__Texte présenté__.
====
# Que faire suite à un écran noir ? (macbook pro retira)



## aristote797 (22 Mars 2015)

Je fais le plus concis possible !

*MacBook Pro Retina* sous *Mavericks
*
Ordi allumé je ferme l'écran
Après réouverture : *écran noir* (légèrement éclairé)

J'ai fait les manipulations suivantes :
Démarrage avec effacement PRAM
Protocole SNC avant démarrage : Maj+Ctrl+Alt+demarr puis relâchement puis démarrage
Démarrage "alt" avec le choix HD ou Reboot sur 10.9.2

Même résultat quelle que soit la manipulation : *écran noir*

*Puis j'ai branché mon écran externe habituel*
Démarrage touche *Maj*
La pomme apparait
La roue tourne
La barre de défilement défile
Je retrouve mon bureau (mais je suis en extensions désactivés)
*L'écran du Retina reste lui, toujours noir *(légèrement éclairé)

*Que dois-je faire maintenant ?
*
Merci pour vos promptes réponses !

aristote


----------



## Deleted member 1099514 (22 Mars 2015)

Salut

Tu peux essayer déjà essayer de démarrer sur la partition de recovery (cmd+r lors du boot).
Là tu lances l'utilitaire de disque et tu fais une réparation de ta partition de boot.
Si ça ne change rien tu peux faire un démarrage sans échec et vérifier si  ça démarre sans les extentions.
Si oui c'est peut être une appli installée depuis peu qui mets le "bazar"
Si non tu peux démarrer en Single User (cmd+s lors du boot) et dans ce dernier cas faire un fsck.
Si rien ne fonctionne tu peux faire une réinstallation d'OSX en démarrant en recovery puis choisir "installer OSX". Tes identifiants apple te seront demandés et OSX sera téléchargé et réinstallé via internet. C'est assez long, mais tes données et réglages ne seront pas touchés.

@+


----------



## aristote797 (22 Mars 2015)

Merci jean
*
Je précise à nouveau que seul mon écran externe laisse apparaitre une image*
J'ai accompli toutes les manipulations indiquées dans ton mail
Y compris celle que j'ai citée : démarrage avec la touche *"alt"* et choix de l'option Recovered 10.9.2
Toutes n'ont qu'une issue : *l'écran est éclairé* mais à part la souris, rien n'est possible, rien n'apparait, pas de menu atteignable.

*Je ne peux opérer que dans le mode sans échec* mode dans lequel je réponds à ton post
J'ai vérifié le disque il est en bon état
La question est : que faire maintenant ?
====
[Données relevées]
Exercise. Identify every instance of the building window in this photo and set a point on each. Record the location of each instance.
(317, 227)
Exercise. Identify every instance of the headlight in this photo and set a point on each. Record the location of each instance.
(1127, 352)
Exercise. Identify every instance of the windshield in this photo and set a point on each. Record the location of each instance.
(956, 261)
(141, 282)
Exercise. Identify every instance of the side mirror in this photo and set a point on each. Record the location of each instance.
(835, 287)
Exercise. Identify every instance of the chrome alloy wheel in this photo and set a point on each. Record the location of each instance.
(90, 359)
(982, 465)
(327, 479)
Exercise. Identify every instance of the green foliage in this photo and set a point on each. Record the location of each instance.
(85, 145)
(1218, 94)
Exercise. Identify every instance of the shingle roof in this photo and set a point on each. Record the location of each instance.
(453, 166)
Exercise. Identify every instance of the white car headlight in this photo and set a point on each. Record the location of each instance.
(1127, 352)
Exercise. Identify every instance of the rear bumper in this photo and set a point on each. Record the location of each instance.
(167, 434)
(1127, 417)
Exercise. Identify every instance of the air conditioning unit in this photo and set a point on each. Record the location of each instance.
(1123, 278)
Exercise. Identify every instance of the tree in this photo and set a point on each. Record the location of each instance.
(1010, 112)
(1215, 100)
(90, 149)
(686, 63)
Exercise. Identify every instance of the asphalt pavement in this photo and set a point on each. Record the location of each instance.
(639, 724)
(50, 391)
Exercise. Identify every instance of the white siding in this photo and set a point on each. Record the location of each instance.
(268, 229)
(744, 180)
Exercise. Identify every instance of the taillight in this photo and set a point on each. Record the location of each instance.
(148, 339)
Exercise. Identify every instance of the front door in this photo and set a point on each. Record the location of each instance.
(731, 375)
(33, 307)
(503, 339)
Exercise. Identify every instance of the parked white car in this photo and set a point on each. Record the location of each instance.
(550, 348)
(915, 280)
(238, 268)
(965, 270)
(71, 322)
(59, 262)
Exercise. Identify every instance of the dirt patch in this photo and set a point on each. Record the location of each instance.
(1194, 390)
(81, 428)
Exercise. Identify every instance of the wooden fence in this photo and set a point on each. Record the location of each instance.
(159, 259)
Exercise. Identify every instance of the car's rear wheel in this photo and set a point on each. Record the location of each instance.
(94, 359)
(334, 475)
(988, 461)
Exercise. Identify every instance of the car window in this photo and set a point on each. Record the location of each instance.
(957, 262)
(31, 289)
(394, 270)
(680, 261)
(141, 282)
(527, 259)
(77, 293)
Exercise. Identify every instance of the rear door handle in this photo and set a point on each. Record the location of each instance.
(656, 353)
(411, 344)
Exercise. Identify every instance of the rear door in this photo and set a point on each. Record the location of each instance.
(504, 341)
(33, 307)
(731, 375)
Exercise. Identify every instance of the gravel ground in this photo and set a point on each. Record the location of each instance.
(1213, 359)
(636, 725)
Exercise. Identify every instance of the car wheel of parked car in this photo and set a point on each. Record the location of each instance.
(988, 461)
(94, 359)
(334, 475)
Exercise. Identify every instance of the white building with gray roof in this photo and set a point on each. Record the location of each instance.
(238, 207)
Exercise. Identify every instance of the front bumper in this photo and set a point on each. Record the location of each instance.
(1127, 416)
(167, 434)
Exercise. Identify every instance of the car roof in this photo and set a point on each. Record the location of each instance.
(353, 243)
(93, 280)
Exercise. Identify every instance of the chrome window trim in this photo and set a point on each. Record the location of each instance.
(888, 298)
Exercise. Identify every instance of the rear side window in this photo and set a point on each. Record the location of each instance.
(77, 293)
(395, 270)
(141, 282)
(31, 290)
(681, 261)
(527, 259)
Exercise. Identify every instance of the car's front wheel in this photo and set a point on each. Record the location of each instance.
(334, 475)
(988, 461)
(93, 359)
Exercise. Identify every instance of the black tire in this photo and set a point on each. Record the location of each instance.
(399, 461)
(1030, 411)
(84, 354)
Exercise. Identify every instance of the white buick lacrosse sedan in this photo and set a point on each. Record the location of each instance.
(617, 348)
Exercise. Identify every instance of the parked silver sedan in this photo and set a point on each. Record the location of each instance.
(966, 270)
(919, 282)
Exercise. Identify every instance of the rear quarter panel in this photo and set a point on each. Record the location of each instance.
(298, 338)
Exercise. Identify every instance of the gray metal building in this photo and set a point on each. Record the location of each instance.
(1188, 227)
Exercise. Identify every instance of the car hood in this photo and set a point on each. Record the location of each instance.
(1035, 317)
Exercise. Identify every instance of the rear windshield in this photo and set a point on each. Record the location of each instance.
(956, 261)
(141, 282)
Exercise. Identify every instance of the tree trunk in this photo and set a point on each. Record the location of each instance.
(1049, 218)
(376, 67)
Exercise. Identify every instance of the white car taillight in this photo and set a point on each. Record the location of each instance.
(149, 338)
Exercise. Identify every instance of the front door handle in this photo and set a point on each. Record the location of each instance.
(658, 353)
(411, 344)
====
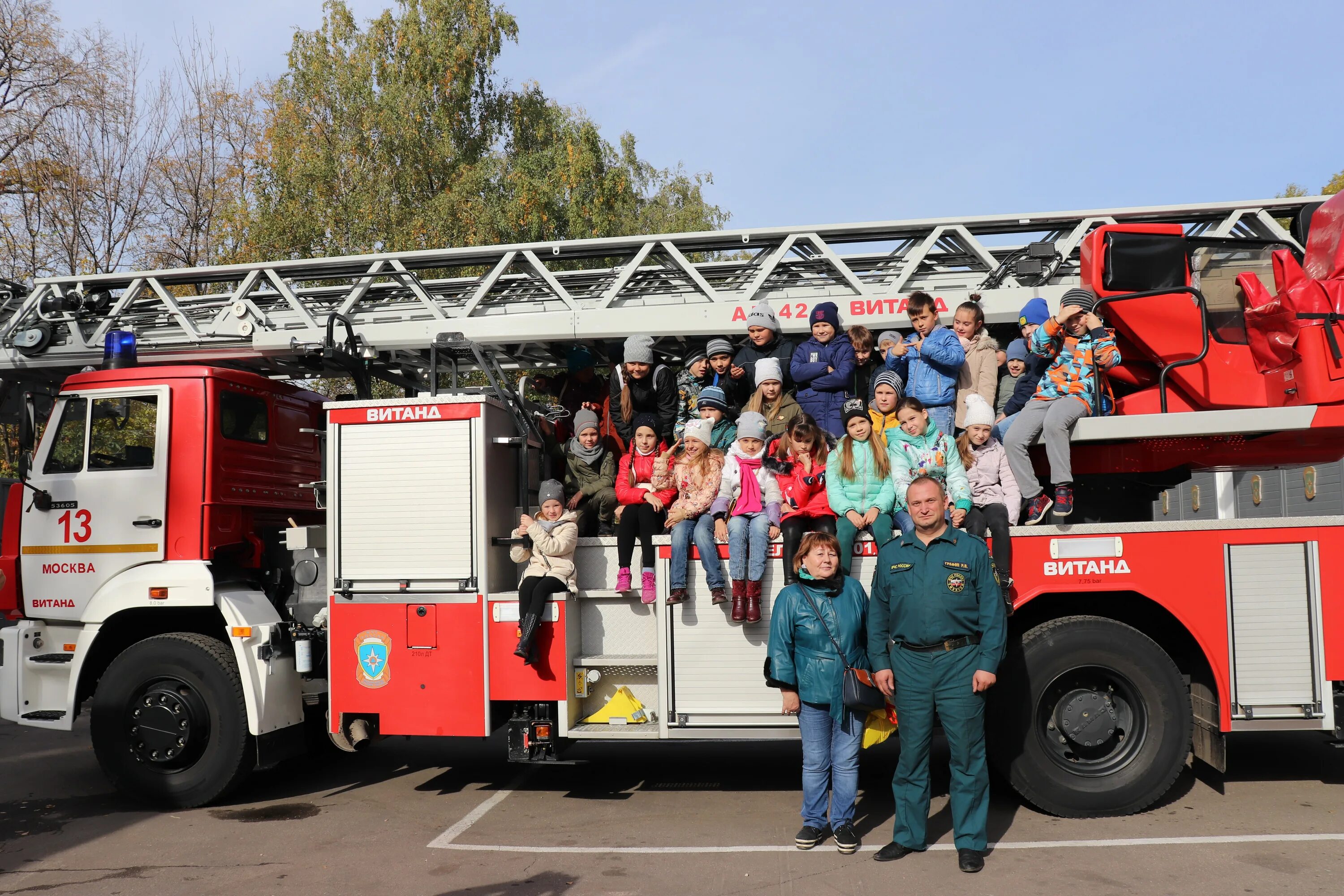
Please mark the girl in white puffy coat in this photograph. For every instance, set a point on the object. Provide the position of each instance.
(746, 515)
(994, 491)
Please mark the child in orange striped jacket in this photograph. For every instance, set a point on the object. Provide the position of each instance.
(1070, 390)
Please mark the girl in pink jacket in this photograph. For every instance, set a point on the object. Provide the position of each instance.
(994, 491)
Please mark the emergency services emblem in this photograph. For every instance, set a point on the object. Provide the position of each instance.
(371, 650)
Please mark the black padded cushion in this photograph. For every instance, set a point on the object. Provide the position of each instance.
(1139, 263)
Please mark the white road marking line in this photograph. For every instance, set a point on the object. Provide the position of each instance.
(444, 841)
====
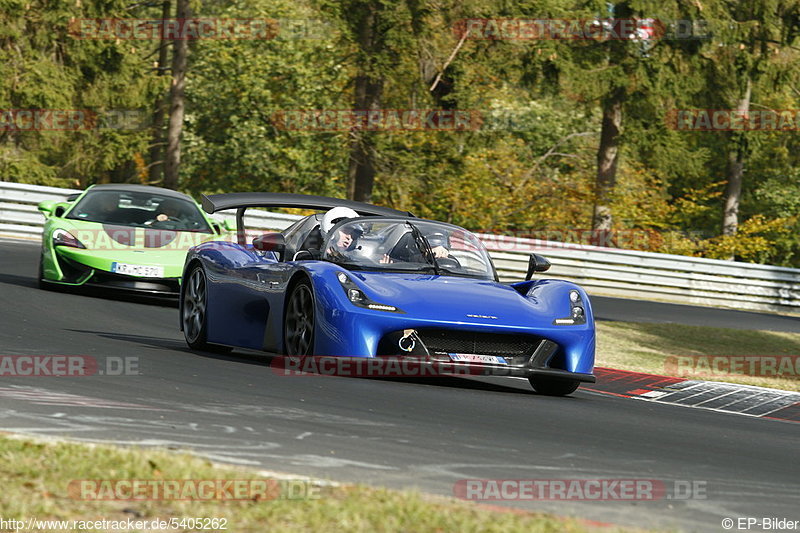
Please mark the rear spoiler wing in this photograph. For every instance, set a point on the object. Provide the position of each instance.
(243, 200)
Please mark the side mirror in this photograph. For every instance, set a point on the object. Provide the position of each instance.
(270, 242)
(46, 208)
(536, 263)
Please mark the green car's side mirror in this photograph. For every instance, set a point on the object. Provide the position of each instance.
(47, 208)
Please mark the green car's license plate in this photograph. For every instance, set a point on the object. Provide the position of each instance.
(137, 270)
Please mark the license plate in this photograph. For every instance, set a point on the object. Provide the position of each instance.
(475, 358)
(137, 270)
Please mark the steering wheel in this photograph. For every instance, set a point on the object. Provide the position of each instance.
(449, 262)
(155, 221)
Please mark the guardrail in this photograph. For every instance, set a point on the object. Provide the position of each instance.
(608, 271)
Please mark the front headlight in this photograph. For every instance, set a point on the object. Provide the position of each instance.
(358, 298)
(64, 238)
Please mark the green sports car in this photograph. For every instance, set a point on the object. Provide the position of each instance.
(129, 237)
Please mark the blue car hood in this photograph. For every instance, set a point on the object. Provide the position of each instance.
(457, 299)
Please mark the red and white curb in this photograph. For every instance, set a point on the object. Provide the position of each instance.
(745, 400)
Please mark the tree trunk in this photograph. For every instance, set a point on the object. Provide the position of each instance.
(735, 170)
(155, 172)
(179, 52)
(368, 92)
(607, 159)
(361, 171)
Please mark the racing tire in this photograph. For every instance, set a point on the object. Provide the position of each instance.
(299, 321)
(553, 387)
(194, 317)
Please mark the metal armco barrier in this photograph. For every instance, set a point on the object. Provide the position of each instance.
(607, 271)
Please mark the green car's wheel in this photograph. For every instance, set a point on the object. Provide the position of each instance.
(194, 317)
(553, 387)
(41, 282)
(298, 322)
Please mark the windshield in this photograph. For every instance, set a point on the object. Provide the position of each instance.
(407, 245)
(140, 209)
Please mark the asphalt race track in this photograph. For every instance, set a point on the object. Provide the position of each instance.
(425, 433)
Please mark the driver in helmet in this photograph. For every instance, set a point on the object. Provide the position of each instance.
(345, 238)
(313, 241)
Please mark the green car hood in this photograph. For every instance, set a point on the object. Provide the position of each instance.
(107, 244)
====
__Consigne__.
Reprenez le fil de discussion sur l'écran noir du MacBook Pro là où il s'arrête. Les lignes de données forment un matériau distinct du fil de discussion.

__Réponse attendue__.
J'ai une sauvegarde Time machine antécédente de 48h au problème. Est-ce l'idée  alors que le disque dur ne présente pas de souci ?
Je n'ai pas de clone.
Sinon comment réinstaller par le net sans passer par cmd+R qui est inopérant ?

Merci


----------



## Deleted member 1099514 (22 Mars 2015)

Tu veux dire que même en mode sans échecs ton écran n'affiche rien?
Si c'est le cas c'est que ton écran est peut être en panne.
Sinon si tu as une sauvegarde Time Machine sur disque externe, tu peux tenter de réinstaller Mavericks via un support externe (clé usb) en te servant de CECI.
Il faut dans un premier temps depuis le mode sans échec télécharger sur l'apple store Mavericks (si c'est faisable en mode sans échecs).
Ceci fait, tu crées et démarres sur la clé et tu réinstalles le système.
Je ne sais pas à ce niveau si la réinstall va ou non écraser tes données.
Ensuite selon le cas tu pourras piocher dans la sauvegarde Time Machine tes données.

Bon courage.

PS: ton ordi est-il encore sous garantie? Si oui il faut contacter apple et le leur remettre si ton écran ne réagit pas.


----------



## aristote797 (22 Mars 2015)

Une réflexion avant de poursuivre

En mode sans échec, l'écran Retina reste noir (très légère lueur qui me permet de savoir que le moteur tourne)
Si seul l'écran Retina était en panne il me semble que je pourrais travailler normalement avec l'externe ? Alors que je ne peux travailler qu'en mode sans échec, disque dur ne montrant pas de faiblesse…

Ne serait-ce pas un problème de carte mère ?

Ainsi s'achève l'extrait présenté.